• RECORDED DATA
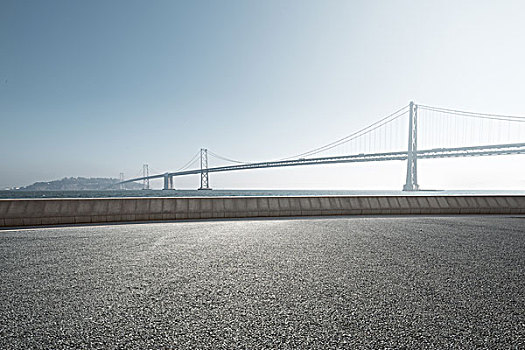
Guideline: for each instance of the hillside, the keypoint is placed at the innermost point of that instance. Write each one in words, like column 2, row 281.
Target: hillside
column 79, row 184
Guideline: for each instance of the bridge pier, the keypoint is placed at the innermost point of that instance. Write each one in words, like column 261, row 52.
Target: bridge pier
column 411, row 180
column 205, row 185
column 168, row 182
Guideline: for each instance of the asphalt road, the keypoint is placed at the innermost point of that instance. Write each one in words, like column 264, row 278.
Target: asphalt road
column 325, row 283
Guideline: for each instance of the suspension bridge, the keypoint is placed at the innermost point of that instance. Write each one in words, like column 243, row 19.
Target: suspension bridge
column 410, row 133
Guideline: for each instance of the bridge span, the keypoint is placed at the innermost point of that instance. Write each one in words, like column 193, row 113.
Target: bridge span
column 410, row 155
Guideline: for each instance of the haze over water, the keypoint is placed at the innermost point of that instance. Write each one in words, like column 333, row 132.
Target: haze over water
column 229, row 193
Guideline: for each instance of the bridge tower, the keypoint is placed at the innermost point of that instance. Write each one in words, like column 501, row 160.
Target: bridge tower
column 121, row 178
column 145, row 174
column 168, row 181
column 204, row 170
column 411, row 182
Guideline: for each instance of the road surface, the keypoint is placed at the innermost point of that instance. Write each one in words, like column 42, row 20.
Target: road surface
column 319, row 283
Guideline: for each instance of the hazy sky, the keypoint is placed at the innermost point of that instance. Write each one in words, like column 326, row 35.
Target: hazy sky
column 96, row 88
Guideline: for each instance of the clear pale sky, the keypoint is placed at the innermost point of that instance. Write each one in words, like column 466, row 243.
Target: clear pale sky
column 95, row 88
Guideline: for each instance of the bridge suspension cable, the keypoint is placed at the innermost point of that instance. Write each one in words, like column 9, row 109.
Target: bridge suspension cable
column 474, row 114
column 225, row 158
column 190, row 162
column 390, row 118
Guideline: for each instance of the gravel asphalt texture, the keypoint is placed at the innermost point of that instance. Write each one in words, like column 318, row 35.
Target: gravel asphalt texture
column 318, row 283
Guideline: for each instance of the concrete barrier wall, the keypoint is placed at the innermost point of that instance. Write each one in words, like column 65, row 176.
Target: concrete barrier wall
column 32, row 212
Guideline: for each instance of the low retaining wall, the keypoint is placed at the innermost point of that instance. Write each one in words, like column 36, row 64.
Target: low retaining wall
column 31, row 212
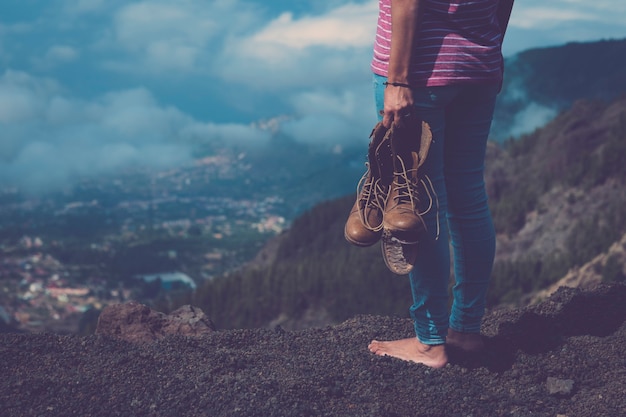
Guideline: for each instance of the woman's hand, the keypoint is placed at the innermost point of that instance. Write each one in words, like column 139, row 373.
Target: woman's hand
column 398, row 104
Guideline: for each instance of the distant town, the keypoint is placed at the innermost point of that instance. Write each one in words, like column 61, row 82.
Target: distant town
column 109, row 240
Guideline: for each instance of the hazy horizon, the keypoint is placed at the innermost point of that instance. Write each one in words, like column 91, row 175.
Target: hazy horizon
column 89, row 87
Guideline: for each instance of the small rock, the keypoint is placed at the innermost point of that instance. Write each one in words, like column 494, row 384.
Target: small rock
column 558, row 386
column 135, row 322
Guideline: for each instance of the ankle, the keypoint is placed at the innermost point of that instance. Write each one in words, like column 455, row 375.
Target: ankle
column 469, row 342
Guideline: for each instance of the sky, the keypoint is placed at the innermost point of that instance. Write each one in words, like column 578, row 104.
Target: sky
column 92, row 87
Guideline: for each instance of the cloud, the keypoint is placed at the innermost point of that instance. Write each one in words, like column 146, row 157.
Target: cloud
column 347, row 26
column 287, row 53
column 51, row 140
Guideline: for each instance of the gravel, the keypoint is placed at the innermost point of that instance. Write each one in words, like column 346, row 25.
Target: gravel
column 563, row 357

• REQUIRED TASK
Copy, word for word, every line from the one containing "Guideline: for each instance of the gravel asphalt" through the one containing "column 32, row 212", including both of those lines.

• OUTPUT FOR THIS EXERCISE
Guideline: for each instance of the gravel asphalt texture, the keypoint is placed at the innermost point of that instance. Write each one in words, like column 318, row 35.
Target: gravel asphalt texture
column 318, row 283
Guideline: for each instance of the concrete barrier wall, the keypoint is placed at the innermost point of that instance. Write each one in words, like column 65, row 176.
Target: concrete barrier wall
column 32, row 212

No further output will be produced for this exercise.